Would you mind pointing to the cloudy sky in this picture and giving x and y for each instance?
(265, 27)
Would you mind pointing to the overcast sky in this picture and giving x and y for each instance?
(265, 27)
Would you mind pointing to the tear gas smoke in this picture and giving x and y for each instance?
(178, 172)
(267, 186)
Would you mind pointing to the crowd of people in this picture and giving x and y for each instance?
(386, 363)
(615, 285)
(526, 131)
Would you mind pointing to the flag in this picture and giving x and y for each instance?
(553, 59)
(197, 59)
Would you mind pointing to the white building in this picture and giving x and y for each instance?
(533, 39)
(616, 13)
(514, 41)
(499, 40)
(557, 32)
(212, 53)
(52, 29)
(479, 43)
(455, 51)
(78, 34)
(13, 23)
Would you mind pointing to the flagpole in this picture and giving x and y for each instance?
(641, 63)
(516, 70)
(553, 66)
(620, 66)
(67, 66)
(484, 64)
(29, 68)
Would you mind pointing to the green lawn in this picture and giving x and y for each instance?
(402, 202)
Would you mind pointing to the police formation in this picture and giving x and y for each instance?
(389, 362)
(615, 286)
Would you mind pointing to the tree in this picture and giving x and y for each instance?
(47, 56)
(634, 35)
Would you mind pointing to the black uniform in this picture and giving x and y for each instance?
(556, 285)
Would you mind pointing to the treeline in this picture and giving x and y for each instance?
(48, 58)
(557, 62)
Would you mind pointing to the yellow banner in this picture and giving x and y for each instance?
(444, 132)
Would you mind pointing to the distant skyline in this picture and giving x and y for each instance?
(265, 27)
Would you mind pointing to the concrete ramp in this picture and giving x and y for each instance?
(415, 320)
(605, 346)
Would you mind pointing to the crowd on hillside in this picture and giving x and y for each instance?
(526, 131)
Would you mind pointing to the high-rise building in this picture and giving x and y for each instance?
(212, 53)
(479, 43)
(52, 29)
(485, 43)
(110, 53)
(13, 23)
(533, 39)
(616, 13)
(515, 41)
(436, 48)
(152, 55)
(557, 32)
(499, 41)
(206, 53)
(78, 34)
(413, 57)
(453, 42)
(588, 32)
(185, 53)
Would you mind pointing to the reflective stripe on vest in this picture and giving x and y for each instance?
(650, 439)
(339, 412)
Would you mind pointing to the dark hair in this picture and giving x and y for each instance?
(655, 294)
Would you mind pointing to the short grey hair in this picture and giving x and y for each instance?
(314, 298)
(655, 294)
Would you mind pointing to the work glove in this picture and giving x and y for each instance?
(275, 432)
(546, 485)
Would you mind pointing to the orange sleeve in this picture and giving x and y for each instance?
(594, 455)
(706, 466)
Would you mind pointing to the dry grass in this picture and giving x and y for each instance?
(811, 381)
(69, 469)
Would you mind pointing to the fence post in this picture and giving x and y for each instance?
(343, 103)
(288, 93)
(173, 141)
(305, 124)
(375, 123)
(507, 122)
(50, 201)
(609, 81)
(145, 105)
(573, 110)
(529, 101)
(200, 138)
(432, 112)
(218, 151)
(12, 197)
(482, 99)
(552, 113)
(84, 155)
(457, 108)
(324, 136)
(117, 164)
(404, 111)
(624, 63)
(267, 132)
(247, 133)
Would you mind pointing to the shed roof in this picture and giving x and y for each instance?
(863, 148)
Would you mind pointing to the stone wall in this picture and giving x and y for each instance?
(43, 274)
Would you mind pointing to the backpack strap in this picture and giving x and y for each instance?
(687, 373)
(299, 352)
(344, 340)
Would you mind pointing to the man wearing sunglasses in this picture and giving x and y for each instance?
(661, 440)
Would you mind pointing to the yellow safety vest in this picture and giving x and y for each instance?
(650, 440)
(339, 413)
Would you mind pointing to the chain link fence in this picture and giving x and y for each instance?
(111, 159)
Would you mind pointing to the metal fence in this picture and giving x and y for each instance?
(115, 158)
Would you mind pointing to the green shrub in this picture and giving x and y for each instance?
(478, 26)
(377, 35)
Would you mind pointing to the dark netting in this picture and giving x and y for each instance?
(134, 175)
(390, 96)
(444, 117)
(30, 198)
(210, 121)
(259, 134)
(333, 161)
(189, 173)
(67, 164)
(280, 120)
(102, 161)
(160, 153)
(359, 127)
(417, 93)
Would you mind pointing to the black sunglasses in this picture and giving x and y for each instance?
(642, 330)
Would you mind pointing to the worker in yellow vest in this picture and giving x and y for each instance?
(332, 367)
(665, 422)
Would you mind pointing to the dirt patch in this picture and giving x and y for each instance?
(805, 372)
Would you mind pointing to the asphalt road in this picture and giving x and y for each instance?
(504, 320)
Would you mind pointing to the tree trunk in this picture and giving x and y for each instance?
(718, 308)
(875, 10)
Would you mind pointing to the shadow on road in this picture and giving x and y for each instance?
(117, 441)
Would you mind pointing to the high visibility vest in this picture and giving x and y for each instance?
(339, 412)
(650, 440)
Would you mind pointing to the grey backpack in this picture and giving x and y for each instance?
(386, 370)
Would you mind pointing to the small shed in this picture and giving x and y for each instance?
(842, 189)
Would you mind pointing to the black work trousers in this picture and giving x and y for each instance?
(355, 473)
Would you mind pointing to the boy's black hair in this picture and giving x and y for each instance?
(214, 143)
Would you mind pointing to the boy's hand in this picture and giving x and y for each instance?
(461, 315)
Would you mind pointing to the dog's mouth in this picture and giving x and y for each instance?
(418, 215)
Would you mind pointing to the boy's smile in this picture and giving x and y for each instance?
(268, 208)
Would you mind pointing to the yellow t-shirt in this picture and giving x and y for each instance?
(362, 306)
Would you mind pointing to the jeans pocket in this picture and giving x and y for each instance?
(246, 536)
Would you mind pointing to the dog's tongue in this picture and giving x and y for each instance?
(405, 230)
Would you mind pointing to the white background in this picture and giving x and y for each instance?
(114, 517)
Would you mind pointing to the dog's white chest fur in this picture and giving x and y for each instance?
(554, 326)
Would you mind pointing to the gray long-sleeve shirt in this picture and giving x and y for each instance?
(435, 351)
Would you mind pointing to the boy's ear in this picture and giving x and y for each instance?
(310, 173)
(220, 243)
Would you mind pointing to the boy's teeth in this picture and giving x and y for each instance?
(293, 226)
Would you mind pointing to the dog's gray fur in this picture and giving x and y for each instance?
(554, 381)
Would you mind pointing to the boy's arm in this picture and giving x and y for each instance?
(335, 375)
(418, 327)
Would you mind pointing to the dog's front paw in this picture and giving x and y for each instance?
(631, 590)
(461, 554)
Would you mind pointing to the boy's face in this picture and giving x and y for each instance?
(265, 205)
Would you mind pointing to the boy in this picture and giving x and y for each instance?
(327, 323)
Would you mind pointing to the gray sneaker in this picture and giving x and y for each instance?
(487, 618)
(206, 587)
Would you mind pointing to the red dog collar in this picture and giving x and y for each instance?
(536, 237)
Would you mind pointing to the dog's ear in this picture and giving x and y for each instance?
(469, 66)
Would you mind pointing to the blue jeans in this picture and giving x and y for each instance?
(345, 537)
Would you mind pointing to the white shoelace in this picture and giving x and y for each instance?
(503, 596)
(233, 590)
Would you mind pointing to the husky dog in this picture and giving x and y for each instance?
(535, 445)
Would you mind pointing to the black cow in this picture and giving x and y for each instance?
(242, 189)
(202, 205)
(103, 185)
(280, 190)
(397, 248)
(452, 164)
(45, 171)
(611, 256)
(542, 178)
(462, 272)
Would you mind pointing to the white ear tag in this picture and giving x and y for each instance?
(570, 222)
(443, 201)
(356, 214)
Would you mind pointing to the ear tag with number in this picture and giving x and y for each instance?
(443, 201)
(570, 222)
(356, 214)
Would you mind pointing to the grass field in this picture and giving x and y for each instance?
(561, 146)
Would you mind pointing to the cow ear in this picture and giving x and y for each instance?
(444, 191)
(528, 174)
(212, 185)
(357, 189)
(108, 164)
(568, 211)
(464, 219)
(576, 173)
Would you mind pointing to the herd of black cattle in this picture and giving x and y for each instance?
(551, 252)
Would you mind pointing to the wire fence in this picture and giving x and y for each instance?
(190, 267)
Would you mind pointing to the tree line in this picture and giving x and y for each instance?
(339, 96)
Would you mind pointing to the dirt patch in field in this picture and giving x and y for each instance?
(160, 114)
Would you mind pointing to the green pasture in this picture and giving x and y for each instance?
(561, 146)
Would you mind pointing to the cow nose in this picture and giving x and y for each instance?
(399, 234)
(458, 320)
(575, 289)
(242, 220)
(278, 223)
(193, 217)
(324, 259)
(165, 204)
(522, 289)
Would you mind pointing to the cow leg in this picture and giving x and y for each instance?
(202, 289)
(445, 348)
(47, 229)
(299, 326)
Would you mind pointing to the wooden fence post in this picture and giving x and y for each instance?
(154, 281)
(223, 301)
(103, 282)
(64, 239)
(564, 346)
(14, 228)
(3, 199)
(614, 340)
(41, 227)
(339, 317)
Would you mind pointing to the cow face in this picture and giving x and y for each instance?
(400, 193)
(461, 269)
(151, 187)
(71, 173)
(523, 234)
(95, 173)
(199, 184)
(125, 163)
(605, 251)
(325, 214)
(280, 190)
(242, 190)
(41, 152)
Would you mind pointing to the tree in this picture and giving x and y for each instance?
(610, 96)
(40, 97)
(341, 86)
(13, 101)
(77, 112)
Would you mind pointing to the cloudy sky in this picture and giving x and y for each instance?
********
§ **WHAT IS BEING ASKED**:
Please return exactly the lines that run from the line with "Would you mind pointing to the green pasture" through the end of the records above, both included, and nothing more.

§ **EXPECTED OUTPUT**:
Would you mind pointing to the green pasture in this picture and giving x and y for each instance?
(561, 146)
Would you mind pointing to the cow nose in this picture and giving x and y for each instance?
(399, 234)
(458, 320)
(575, 289)
(242, 220)
(278, 223)
(193, 217)
(324, 259)
(165, 204)
(522, 289)
Would you mind pointing to the cow leg in this picture and giving x and y for each instance?
(202, 289)
(445, 348)
(47, 229)
(299, 326)
Would you mind pointing to the wooden fence post in this picture and giving x and y for each instance?
(154, 281)
(223, 301)
(103, 282)
(64, 239)
(564, 346)
(14, 228)
(3, 199)
(614, 340)
(41, 227)
(339, 317)
Would you mind pointing to the cow face in this picture and giving x and y for each instance?
(400, 193)
(461, 269)
(151, 187)
(71, 173)
(523, 234)
(95, 173)
(199, 184)
(125, 163)
(605, 251)
(325, 214)
(280, 190)
(242, 190)
(41, 152)
Would you mind pointing to the tree in this picture and giving x and y for each instance?
(610, 96)
(40, 97)
(341, 86)
(13, 101)
(77, 112)
Would you mind pointing to the cloudy sky in this picture and giving x and y for each instance?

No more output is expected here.